> **SHORT TASK**
Count the lines below that contain the string "player", treating uppercase and lowercase as different, and reply with only that number.

** Start DATA SUPPLIED **

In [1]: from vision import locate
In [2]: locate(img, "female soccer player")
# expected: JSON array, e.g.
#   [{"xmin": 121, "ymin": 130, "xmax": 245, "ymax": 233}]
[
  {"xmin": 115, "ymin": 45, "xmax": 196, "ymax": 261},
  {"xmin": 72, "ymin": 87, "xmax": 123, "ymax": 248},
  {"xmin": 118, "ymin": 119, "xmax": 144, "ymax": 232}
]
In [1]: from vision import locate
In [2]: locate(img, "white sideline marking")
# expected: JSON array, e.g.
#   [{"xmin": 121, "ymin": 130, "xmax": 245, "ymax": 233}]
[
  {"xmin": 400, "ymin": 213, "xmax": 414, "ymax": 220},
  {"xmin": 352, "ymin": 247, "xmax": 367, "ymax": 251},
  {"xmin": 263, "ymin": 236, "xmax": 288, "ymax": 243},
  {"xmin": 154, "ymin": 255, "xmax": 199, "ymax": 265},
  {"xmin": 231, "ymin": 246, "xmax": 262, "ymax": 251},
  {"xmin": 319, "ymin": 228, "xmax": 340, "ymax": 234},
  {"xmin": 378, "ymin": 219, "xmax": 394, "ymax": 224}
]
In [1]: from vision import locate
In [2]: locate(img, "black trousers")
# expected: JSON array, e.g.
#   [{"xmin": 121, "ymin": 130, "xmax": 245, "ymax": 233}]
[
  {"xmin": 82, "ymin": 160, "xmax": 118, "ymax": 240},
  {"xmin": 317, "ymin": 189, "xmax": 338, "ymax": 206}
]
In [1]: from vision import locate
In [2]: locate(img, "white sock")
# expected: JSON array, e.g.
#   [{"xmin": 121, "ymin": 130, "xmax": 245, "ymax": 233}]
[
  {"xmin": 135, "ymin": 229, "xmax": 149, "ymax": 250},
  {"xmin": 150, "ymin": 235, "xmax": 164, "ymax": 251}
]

** End DATA SUPPLIED **
** Start DATA SUPPLIED **

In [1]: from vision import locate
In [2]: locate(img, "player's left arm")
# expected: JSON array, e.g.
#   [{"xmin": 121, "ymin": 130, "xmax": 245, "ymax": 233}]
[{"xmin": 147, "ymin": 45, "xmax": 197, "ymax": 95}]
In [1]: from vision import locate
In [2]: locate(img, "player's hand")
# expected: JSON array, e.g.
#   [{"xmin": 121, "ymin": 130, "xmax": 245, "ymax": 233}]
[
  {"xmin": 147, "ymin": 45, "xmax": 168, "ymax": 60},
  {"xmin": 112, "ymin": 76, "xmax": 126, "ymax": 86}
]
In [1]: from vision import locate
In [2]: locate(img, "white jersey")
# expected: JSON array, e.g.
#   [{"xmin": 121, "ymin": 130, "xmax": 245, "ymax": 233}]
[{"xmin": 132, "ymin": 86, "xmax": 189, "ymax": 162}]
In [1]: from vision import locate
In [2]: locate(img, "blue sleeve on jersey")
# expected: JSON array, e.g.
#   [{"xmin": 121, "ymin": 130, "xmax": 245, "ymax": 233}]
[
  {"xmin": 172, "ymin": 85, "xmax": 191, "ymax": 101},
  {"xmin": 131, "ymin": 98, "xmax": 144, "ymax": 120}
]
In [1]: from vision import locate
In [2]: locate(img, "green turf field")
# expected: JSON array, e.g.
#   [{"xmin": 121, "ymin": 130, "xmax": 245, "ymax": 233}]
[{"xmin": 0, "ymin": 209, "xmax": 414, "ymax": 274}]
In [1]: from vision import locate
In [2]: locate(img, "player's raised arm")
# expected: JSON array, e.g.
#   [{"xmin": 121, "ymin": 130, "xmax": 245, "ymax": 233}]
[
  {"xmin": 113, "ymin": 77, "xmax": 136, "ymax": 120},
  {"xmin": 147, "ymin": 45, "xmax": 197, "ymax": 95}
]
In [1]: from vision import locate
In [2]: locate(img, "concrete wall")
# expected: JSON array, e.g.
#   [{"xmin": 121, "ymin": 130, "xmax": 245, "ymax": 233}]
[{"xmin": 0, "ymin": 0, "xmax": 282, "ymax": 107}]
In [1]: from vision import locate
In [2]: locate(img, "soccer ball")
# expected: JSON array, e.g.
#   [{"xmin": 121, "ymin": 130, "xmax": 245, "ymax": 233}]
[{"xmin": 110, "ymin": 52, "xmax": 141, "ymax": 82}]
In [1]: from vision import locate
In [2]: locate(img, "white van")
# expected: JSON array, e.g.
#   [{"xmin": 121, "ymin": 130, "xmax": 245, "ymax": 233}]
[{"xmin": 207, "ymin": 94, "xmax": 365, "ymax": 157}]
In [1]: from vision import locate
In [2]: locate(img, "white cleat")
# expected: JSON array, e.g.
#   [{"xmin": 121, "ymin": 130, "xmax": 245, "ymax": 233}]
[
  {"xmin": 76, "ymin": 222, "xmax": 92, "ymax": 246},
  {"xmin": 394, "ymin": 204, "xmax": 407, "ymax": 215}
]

** End DATA SUPPLIED **

> **ANSWER TO THIS TASK**
4